**Parts of the exercise:**
(a) In the lesson text on the longest chain rule below, what is called the fundamental assumption of Nakamoto consensus?
(b) Name every specific block that the lesson text on the longest chain rule below mentions by number.
(c) Pick up the lesson text on the longest chain rule below right after its final sentence and carry it on.

**Document section:**
Honest chain length: 3 blocks
Attacker chain length: 4 blocks

🏆 Chain selected by network: Attacker ❌
→ Attacker's chain adopted by the longest chain rule!
→ A→B 5BTC transaction erased, replaced by A→A 5BTC!

Remember how add_block() in Lesson 6 linked each block to the previous block's hash? The attacker follows the exact same rules while building an alternate chain with different transactions. It's not a rule violation. It's exploitation of the rules.


The Longest Chain Rule and Chain Selection

So why does this rule exist? If the "longest chain wins" rule enables attacks, why not remove it?

Why "Longest Chain = Correct Chain"?

In Lesson 5 we learned the key to PoW — "hard to solve, easy to verify." A longer chain is evidence that more computational work was invested. If the majority of hashpower is honest, the honest chain will always be the longest. This is the fundamental assumption of Nakamoto consensus. Attacks are only possible when this assumption breaks — when the honest side falls below a majority.

In the diagram above, the chain forks after Block 2. The honest chain extends to Block 4, while the attacker's chain reaches Block 5'. Under the longest chain rule, the red chain wins.

**Information supplied:**
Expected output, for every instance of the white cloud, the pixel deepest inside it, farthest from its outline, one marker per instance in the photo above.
--
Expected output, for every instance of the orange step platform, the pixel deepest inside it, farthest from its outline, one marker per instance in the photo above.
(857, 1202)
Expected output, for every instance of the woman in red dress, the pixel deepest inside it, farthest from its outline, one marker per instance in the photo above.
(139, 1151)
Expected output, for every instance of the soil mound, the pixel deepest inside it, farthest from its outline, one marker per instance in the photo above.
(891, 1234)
--
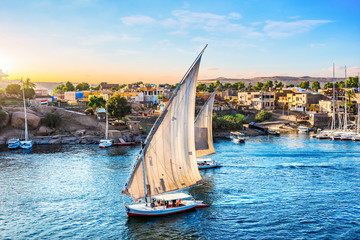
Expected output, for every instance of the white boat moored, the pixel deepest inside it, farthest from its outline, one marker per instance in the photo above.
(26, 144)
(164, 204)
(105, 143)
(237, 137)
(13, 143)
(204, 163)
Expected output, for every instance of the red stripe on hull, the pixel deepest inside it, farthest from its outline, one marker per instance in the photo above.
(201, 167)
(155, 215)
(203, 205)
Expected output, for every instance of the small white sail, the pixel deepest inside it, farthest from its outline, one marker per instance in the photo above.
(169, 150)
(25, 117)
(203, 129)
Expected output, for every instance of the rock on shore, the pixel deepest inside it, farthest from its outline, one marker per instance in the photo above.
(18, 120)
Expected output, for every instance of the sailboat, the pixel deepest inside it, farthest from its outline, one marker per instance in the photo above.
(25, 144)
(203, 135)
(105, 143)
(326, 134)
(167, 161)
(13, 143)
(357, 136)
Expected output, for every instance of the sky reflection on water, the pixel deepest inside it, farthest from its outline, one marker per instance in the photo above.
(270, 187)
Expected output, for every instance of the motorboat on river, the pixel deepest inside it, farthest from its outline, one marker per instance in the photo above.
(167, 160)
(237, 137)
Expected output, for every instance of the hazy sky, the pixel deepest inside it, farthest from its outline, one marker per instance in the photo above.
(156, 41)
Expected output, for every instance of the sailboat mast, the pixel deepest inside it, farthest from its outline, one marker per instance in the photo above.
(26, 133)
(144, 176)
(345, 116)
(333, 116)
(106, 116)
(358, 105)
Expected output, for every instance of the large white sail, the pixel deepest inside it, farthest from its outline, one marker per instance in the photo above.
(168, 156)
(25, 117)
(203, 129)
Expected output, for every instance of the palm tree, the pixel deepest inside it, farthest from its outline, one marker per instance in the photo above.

**Written responses:**
(a) If the majority of hashpower is honest, the honest chain will always be the longest.

(b) Block 2, Block 4, Block 5'

(c)
Implementing resolve_conflicts

Let's put this rule into code. We add a key method to the Blockchain class from Lesson 6. This is the logic for selecting the longest valid chain when multiple nodes hold different chains. is_valid_chain verifies both PoW and hash linkage, and resolve_conflicts adopts the longest among the valid chains.

# resolve_conflicts.py
# Chain conflict resolution logic that selects the longest valid chain

import hashlib

def simple_hash(text):
    return hashlib.sha256(text.encode()).hexdigest()

def is_valid_chain(chain, difficulty=2):
    """Verify that all blocks in the chain are valid"""
    target = "0" * difficulty
    for i, block in enumerate(chain):
        # Check if hash satisfies the difficulty condition (PoW verification from Lesson 5)
        block_str = f"{block['prev_hash']}{block['data']}{block['nonce']}"
        computed = simple_hash(block_str)
        if computed != block["hash"] or not computed.startswith(target):
            return False
        # Check that linkage to previous block is correct (chain integrity from Lesson 6)
        if i > 0 and block["prev_hash"] != chain[i-1]["hash"]:
            return False
    return True

def resolve_conflicts(our_chain, other_chains, difficulty=2):
    """
    Select the longest valid chain.
    Returns: (selected chain, whether replacement occurred)
    """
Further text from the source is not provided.